■ Given text ■
-- Begin --

Today, 31 March, is the feast of ...
* Balbina, virgin (date unknown) - All that is known to us is that midway
between the Via Appia and the Via Ardeatina there was a cemetery of
Balbina. On the other hand there seems to have been a Balbina, called
daughter of Quirinus, but she cannot have been identical withe first-named
Balbina because she lived at a much earlier date. Balbina was honoured in
a little fourth-century church on the Aventine which bore her name, but it
is difficult to decide which Balbina was intended. Will the real Balbina
please stand up!
* Acacius or Achatius, bishop (third century) - Acacius is called a martyr
but there is no evidence that he was put to death for this faith.
* Benjamin, martyr (c. 421) - During the persecution of Christians in
Persia, Benjamin a deacon refused to stop preaching the gospel.
Consequently he was tortured by having reeds thrust into his nails. After
this torture had been repeated several times, a knotted stake was inserted
into his bowels to rend and tear him.
* Guy of Pomposa, abbot (1046) - At certain seasons of the year he was
accustomed to withdraw to a cell about three miles from his abbey, where
he lived in such unbroken abstinence and devotion that he seemed to be
sustained by fasting and prayer. He happened to die in Parma where he was
stricken with a sudden illness. A contest took place for the custody of
his body between Pomposa and Parma; the Emperor Henry III settled the
matter by having the relics taken to the church of St John the Evangelist
at Speyer!

-- End --

■ Data provided ■
-- Begin --

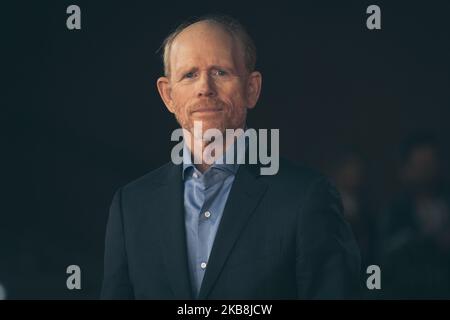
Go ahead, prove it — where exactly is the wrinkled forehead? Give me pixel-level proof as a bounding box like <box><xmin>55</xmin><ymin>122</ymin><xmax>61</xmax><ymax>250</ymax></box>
<box><xmin>169</xmin><ymin>22</ymin><xmax>244</xmax><ymax>73</ymax></box>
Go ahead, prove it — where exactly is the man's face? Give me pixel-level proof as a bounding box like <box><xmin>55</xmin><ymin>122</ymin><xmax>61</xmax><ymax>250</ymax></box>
<box><xmin>158</xmin><ymin>22</ymin><xmax>261</xmax><ymax>136</ymax></box>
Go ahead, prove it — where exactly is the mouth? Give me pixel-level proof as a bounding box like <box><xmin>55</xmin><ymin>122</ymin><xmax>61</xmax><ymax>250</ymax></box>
<box><xmin>192</xmin><ymin>107</ymin><xmax>222</xmax><ymax>114</ymax></box>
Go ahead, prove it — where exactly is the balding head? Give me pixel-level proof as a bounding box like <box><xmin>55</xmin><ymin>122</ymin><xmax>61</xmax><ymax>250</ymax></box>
<box><xmin>162</xmin><ymin>16</ymin><xmax>256</xmax><ymax>76</ymax></box>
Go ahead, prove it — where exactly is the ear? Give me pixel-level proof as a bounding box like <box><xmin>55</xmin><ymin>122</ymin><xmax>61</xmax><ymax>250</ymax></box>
<box><xmin>156</xmin><ymin>77</ymin><xmax>175</xmax><ymax>113</ymax></box>
<box><xmin>247</xmin><ymin>71</ymin><xmax>262</xmax><ymax>109</ymax></box>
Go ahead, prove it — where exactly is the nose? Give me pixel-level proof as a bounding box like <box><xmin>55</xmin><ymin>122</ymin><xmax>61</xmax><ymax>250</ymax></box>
<box><xmin>197</xmin><ymin>74</ymin><xmax>216</xmax><ymax>97</ymax></box>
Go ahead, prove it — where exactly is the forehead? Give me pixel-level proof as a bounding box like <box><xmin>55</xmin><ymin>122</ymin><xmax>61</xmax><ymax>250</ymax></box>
<box><xmin>169</xmin><ymin>22</ymin><xmax>243</xmax><ymax>72</ymax></box>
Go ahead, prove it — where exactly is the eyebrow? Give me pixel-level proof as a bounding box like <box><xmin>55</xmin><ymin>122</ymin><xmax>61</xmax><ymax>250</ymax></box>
<box><xmin>176</xmin><ymin>64</ymin><xmax>237</xmax><ymax>76</ymax></box>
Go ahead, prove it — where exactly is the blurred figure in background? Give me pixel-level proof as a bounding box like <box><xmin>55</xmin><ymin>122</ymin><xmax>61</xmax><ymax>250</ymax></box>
<box><xmin>383</xmin><ymin>133</ymin><xmax>450</xmax><ymax>298</ymax></box>
<box><xmin>332</xmin><ymin>148</ymin><xmax>378</xmax><ymax>275</ymax></box>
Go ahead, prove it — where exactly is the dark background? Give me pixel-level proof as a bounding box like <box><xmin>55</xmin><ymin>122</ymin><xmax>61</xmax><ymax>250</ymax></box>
<box><xmin>0</xmin><ymin>0</ymin><xmax>450</xmax><ymax>299</ymax></box>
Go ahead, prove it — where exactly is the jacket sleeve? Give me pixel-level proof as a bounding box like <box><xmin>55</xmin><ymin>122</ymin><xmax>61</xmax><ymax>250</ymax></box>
<box><xmin>296</xmin><ymin>177</ymin><xmax>360</xmax><ymax>299</ymax></box>
<box><xmin>101</xmin><ymin>189</ymin><xmax>134</xmax><ymax>299</ymax></box>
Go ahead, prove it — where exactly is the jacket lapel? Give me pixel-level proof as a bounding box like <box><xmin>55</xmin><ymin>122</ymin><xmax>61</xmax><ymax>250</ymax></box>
<box><xmin>198</xmin><ymin>165</ymin><xmax>267</xmax><ymax>299</ymax></box>
<box><xmin>157</xmin><ymin>164</ymin><xmax>193</xmax><ymax>299</ymax></box>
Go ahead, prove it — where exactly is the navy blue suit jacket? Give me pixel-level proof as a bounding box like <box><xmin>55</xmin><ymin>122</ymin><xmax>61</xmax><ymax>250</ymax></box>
<box><xmin>101</xmin><ymin>161</ymin><xmax>360</xmax><ymax>299</ymax></box>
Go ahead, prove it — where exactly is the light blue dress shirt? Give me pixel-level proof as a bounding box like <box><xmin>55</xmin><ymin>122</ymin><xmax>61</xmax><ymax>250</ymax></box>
<box><xmin>183</xmin><ymin>135</ymin><xmax>244</xmax><ymax>297</ymax></box>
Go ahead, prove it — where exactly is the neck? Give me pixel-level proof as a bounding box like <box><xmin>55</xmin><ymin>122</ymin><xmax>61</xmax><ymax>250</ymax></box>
<box><xmin>183</xmin><ymin>130</ymin><xmax>244</xmax><ymax>173</ymax></box>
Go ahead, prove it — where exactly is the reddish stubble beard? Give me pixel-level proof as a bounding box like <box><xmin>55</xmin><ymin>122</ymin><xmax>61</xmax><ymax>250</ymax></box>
<box><xmin>174</xmin><ymin>98</ymin><xmax>247</xmax><ymax>136</ymax></box>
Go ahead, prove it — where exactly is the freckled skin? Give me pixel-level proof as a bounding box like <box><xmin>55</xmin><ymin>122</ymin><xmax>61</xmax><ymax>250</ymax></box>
<box><xmin>157</xmin><ymin>21</ymin><xmax>262</xmax><ymax>172</ymax></box>
<box><xmin>158</xmin><ymin>22</ymin><xmax>261</xmax><ymax>136</ymax></box>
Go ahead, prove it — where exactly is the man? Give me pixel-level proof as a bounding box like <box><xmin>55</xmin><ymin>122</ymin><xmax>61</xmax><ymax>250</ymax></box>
<box><xmin>102</xmin><ymin>17</ymin><xmax>359</xmax><ymax>299</ymax></box>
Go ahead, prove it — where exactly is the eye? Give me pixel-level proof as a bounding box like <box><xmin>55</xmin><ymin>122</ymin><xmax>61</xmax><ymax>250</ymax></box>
<box><xmin>214</xmin><ymin>70</ymin><xmax>227</xmax><ymax>77</ymax></box>
<box><xmin>183</xmin><ymin>71</ymin><xmax>195</xmax><ymax>79</ymax></box>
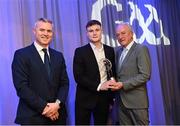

-- End --

■ Given request 1 ■
Please say whether each statement below agrees with the 31 March feast-day list, answering yes or no and quoting the deciding words from it.
(a) Guy of Pomposa died in Parma.
(b) Benjamin was a bishop.
(c) The church on the Aventine that honored Balbina dated from the fourth century.
■ Given request 2 ■
Answer these questions from the 31 March feast-day list.
(a) Between which two roads did the cemetery of Balbina lie?
(b) What was thrust into Benjamin's nails?
(c) Who settled the contest over the custody of Guy's body?
■ Given request 3 ■
Continue the 31 March feast-day list from its last entry onward.

■ Final answer 1 ■
(a) Yes: "He happened to die in Parma where he was stricken with a sudden illness."
(b) No: "Benjamin a deacon refused to stop preaching the gospel."
(c) Yes: "a little fourth-century church on the Aventine which bore her name"

■ Final answer 2 ■
(a) The Via Appia and the Via Ardeatina
(b) Reeds
(c) The Emperor Henry III

■ Final answer 3 ■
* Jeanne de Toulouse, virgin (fourteenth century)
- when her body was translated in 1805, a manuscript prayer book
was found beside her -- does anyone know anything about the practice
of burying books with their owners?
* Bonaventura da Forli (1491) - Preacher from the Order of Servites. He
was commissioned by Pope Sixtus IV to undertake preaching throughout
Tuscany and the Venetian province. Toward the end of his life he was
elected vicar general of his Order. In Udine, he died after just finishing
preaching on Maundy Thursday, 1491.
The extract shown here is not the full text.